Sayfa metni:
______

Bismillahirrahmanirrahim
Birinci Sualleri: Niçin eskiden Hürriyetin başında siyasetle hararetle meşgul oluyordun, bu kırk seneye yakındır ki bütün bütün terk ettin?
Elcevap: siyaset-i beşeriyenin en esaslı bir kanun-u esasîsi olan, “Selâmet-i millet için fertler feda edilir. Cemaatin selâmeti için eşhas kurban edilir. Vatan için herşey feda edilir” diye, bütün nev-i beşerdeki şimdiye kadar dehşetli cinayetler bu kanunun su-i istimalinden neş’et ettiğini kat’iyen bildim. Bu kanun-u esasî-yi beşeriye, bir hadd-i muayyenesi olmadığı için çok su-i istimale yol açmış. İki Harb-i Umumî, bu gaddar kanun-u esasînin su-i istimalinden çıkıp bin sene beşerin terakkiyatını zîr ü zeber ettiği gibi, on câni yüzünden doksan mâsumun mahvına fetva verdi. Bir menfaat-i umumî perdesi altında şahsî garazlar, bir câni yüzünden bir kasabayı harap etti. Risale-i Nur bu hakikati bazı mecmua ve müdafaatta ispat ettiği için onlara havale ediyorum.

______

Veri satırları:

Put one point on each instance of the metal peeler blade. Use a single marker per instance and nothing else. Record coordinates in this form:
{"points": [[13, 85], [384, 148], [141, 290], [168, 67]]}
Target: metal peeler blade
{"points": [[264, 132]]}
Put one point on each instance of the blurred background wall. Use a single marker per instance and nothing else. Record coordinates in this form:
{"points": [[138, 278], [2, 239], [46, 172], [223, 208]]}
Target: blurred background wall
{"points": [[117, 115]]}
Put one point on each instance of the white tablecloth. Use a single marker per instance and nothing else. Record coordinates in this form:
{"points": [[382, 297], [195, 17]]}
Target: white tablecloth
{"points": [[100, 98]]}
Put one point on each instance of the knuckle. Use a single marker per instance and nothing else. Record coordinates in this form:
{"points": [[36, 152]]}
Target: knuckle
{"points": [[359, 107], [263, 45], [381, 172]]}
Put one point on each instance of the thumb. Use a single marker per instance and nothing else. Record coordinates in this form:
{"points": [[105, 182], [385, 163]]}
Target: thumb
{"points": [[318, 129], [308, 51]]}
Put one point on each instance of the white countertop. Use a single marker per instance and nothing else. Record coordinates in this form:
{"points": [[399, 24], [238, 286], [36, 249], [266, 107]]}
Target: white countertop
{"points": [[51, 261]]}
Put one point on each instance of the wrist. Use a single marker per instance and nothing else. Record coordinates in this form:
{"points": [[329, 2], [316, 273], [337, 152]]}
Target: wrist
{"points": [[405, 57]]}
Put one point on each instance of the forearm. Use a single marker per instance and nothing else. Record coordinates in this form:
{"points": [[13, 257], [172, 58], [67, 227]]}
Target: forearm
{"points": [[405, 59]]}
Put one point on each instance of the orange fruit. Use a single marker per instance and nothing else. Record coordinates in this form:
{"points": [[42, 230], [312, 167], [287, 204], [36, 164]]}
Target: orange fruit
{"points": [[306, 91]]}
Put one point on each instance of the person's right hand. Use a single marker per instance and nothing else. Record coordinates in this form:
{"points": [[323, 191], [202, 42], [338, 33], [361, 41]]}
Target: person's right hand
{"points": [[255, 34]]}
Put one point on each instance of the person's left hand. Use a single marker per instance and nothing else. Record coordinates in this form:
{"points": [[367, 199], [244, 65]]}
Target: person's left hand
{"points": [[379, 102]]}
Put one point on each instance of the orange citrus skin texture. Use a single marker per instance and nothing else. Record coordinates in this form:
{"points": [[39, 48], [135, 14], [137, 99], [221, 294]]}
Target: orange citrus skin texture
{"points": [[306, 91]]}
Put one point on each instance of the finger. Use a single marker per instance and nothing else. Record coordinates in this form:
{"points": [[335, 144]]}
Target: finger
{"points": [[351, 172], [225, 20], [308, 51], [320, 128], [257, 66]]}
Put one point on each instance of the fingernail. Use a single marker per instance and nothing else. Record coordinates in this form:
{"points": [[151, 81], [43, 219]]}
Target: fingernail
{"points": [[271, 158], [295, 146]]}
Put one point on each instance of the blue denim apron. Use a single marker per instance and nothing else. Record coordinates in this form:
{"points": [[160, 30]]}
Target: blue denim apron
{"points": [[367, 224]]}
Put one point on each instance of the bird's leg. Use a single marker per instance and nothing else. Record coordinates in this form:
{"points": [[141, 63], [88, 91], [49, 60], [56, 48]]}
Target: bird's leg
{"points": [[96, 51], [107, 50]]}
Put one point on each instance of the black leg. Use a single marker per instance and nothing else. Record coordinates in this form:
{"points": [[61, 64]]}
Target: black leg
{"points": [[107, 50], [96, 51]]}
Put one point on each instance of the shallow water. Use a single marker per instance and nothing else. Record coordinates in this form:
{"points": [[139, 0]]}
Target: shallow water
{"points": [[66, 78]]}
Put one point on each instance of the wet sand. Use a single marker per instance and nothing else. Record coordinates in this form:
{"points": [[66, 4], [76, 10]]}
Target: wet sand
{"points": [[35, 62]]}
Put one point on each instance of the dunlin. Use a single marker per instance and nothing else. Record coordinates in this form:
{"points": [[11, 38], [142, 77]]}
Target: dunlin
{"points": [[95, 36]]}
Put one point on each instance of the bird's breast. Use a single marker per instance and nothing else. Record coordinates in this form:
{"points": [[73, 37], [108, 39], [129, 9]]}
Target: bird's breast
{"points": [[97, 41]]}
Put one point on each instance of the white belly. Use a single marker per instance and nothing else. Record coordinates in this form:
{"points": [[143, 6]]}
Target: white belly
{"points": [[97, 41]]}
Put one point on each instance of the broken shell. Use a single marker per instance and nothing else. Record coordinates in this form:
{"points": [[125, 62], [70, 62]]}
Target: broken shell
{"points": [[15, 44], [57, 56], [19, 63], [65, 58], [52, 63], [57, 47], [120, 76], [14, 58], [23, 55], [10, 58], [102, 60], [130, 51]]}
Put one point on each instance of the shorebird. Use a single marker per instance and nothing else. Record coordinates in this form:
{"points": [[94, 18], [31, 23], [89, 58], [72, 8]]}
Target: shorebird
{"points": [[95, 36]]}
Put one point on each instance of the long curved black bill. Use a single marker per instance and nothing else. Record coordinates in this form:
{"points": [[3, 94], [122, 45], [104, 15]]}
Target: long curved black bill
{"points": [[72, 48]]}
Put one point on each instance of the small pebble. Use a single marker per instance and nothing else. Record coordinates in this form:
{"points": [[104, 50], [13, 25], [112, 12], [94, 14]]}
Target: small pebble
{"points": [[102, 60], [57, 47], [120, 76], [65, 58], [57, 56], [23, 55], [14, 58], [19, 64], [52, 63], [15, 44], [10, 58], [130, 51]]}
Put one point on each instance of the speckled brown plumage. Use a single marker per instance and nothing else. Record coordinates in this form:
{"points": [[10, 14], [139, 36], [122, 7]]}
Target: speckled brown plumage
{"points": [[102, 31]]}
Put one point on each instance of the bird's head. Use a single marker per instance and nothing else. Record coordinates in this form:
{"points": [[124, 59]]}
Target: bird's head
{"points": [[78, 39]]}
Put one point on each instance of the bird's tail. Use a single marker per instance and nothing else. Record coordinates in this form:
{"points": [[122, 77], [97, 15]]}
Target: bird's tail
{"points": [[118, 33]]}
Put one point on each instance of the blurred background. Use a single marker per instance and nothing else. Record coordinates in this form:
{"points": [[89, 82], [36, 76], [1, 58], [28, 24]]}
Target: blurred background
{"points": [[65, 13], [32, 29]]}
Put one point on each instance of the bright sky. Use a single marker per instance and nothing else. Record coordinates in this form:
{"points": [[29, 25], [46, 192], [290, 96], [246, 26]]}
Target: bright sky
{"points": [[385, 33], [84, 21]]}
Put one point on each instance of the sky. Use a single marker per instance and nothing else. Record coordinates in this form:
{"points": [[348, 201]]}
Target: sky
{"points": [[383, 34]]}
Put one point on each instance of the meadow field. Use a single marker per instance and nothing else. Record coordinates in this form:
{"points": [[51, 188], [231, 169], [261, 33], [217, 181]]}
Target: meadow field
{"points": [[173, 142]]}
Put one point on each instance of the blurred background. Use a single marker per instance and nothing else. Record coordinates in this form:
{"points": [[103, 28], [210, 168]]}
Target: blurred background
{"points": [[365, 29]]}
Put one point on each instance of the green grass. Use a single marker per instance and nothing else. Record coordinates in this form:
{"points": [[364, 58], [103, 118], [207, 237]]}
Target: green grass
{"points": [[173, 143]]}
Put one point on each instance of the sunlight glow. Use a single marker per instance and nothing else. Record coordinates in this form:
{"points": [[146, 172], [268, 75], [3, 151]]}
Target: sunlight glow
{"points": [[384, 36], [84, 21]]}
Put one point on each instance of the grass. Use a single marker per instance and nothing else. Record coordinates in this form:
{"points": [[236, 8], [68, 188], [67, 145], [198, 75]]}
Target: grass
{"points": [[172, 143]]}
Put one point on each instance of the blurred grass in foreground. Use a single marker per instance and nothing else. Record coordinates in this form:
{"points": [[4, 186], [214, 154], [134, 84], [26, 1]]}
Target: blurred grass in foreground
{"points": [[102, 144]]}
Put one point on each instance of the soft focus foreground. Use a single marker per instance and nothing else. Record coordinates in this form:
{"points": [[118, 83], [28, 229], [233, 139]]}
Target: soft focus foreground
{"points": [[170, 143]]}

______

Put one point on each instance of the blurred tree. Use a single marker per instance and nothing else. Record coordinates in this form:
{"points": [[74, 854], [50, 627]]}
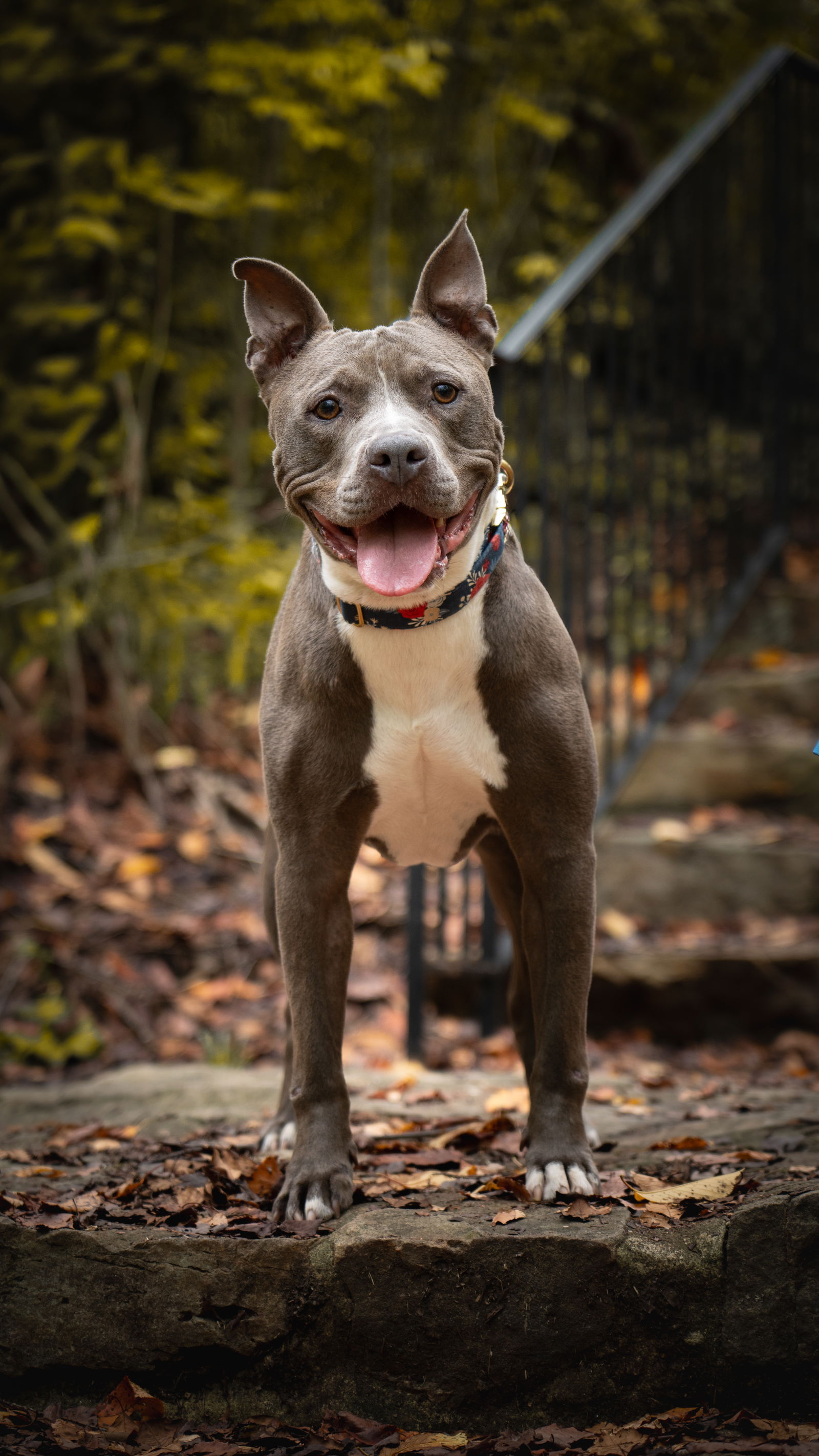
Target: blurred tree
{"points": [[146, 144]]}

______

Alıştırma yönergeleri:
**a.** Satırlardan kaçının "orange" dizesini barındırdığını hesaplayın; büyük-küçük harf farkını dikkate alın ve yalnızca sayıyı verin.
**b.** Siyasetin terk edilişine dair soru-cevap metnini son cümlesinden sonra devam ettirin.
Metin ile satırlar birbirinden bağımsız kaynaklardan alınmıştır.

Alıştırma cevapları:
**a.** 4

**b.**
İşte, beşeriyet siyasetlerinin bu gaddar kanun-u esasîsine karşı, Arş-ı Âzamdan gelen Kur’ân-ı Mu’cizü’l-Beyandaki bu gelen kanun-u esasîyi buldum. O kanunu da şu âyet ifade ediyor:
وَلاَ تَزِرُ وَازِرَةٌ وِزْرَ اُخْرٰى
مَنْ قَتَلَ نَفْسًا بِغَيْرِ نَفْسٍ اَوْ فَسَادٍ فِى اْلاَرْضِ فَكَاَنَّمَا قَتَلَ النَّاسَ جَمِيعًا
Yani, bu iki âyet, bu esası ders veriyor ki: “Bir adamın cinayetiyle başkalar mes’ul olmaz. Hem bir mâsum, rızası olmadan, bütün insana da feda edilmez-kendi ihtiyarıyla, kendi rızasıyla kendini feda etse, o fedakârlık bir şehadettir ki, o başka meseledir” diye, hakikî adalet-i beşeriyeyi te’sis ediyor. Bunun tafsilâtını da Risale-i Nur’a havale ediyorum. (Emirdağ Lâhikası-2,74)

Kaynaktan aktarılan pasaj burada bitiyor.